#### [YOUR INSTRUCTIONS]
Set out the records below as a Markdown table with two columns, Row and Line, giving each line its own numbered row and leaving out any blank lines.

#### [Pointing records for named objects]
+---+

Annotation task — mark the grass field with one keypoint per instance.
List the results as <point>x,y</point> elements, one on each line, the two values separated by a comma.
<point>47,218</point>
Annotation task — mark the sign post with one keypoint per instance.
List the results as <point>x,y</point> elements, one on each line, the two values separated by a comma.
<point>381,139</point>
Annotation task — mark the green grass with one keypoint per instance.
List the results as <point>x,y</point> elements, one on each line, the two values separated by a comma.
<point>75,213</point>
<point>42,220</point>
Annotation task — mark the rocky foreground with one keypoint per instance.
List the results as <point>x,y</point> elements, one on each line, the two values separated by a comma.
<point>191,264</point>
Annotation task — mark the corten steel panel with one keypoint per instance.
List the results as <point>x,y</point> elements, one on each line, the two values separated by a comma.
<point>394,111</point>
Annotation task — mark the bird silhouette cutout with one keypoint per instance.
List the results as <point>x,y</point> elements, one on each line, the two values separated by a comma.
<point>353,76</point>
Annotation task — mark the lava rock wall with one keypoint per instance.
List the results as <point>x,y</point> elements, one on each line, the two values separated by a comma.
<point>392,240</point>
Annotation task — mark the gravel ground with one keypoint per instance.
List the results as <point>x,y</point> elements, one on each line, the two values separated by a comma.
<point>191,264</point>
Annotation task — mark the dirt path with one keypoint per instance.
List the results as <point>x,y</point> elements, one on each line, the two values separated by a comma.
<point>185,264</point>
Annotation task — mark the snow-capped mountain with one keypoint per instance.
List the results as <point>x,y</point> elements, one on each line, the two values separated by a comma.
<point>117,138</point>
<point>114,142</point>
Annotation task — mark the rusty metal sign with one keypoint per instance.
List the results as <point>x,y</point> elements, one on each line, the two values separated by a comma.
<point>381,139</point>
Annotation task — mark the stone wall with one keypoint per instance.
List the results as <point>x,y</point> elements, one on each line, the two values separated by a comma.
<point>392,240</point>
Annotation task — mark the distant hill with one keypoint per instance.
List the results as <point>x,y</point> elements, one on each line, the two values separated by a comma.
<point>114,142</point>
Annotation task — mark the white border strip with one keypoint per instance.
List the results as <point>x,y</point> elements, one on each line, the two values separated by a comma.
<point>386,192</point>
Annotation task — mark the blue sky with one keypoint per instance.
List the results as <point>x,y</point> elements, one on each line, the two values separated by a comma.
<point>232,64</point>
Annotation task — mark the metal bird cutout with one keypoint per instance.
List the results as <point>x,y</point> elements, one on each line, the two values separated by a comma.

+---+

#### [TASK SOLUTION]
| Row | Line |
|---|---|
| 1 | Annotation task — mark the grass field with one keypoint per instance. |
| 2 | List the results as <point>x,y</point> elements, one on each line, the two values separated by a comma. |
| 3 | <point>47,218</point> |
| 4 | Annotation task — mark the sign post with one keypoint per instance. |
| 5 | List the results as <point>x,y</point> elements, one on each line, the two values separated by a comma. |
| 6 | <point>381,139</point> |
| 7 | Annotation task — mark the green grass with one keypoint per instance. |
| 8 | List the results as <point>x,y</point> elements, one on each line, the two values separated by a comma. |
| 9 | <point>75,213</point> |
| 10 | <point>42,220</point> |
| 11 | Annotation task — mark the rocky foreground with one keypoint per instance. |
| 12 | List the results as <point>x,y</point> elements, one on each line, the two values separated by a comma. |
| 13 | <point>191,264</point> |
| 14 | Annotation task — mark the corten steel panel with one keypoint per instance. |
| 15 | List the results as <point>x,y</point> elements, one on each line, the two values separated by a comma. |
| 16 | <point>394,111</point> |
| 17 | Annotation task — mark the bird silhouette cutout with one keypoint per instance. |
| 18 | List the results as <point>x,y</point> elements, one on each line, the two values separated by a comma. |
| 19 | <point>353,76</point> |
| 20 | Annotation task — mark the lava rock wall with one keypoint per instance. |
| 21 | List the results as <point>x,y</point> elements, one on each line, the two values separated by a comma. |
| 22 | <point>392,240</point> |
| 23 | Annotation task — mark the gravel ground with one keypoint per instance. |
| 24 | List the results as <point>x,y</point> elements, one on each line, the two values separated by a comma. |
| 25 | <point>191,264</point> |
| 26 | Annotation task — mark the dirt path with one keypoint per instance. |
| 27 | List the results as <point>x,y</point> elements, one on each line, the two values separated by a comma. |
| 28 | <point>185,264</point> |
| 29 | Annotation task — mark the snow-capped mountain with one keypoint per instance. |
| 30 | List the results as <point>x,y</point> elements, one on each line, the two values separated by a comma. |
| 31 | <point>117,138</point> |
| 32 | <point>114,142</point> |
| 33 | Annotation task — mark the rusty metal sign with one keypoint per instance. |
| 34 | List the results as <point>x,y</point> elements, one on each line, the two values separated by a comma. |
| 35 | <point>381,139</point> |
| 36 | Annotation task — mark the stone wall with one keypoint per instance. |
| 37 | List the results as <point>x,y</point> elements, one on each line, the two values separated by a comma. |
| 38 | <point>392,240</point> |
| 39 | Annotation task — mark the distant hill with one keypoint per instance. |
| 40 | List the results as <point>x,y</point> elements, one on each line, the two values separated by a comma. |
| 41 | <point>114,142</point> |
| 42 | Annotation task — mark the white border strip with one keypoint per instance. |
| 43 | List the results as <point>x,y</point> elements, one on each line, the two values separated by a comma. |
| 44 | <point>386,192</point> |
| 45 | Annotation task — mark the blue sky with one keypoint per instance. |
| 46 | List the results as <point>x,y</point> elements, one on each line, the two values separated by a comma. |
| 47 | <point>232,64</point> |
| 48 | Annotation task — mark the metal bird cutout with one keypoint per instance. |
| 49 | List the results as <point>x,y</point> elements, one on each line, the two values separated by a comma. |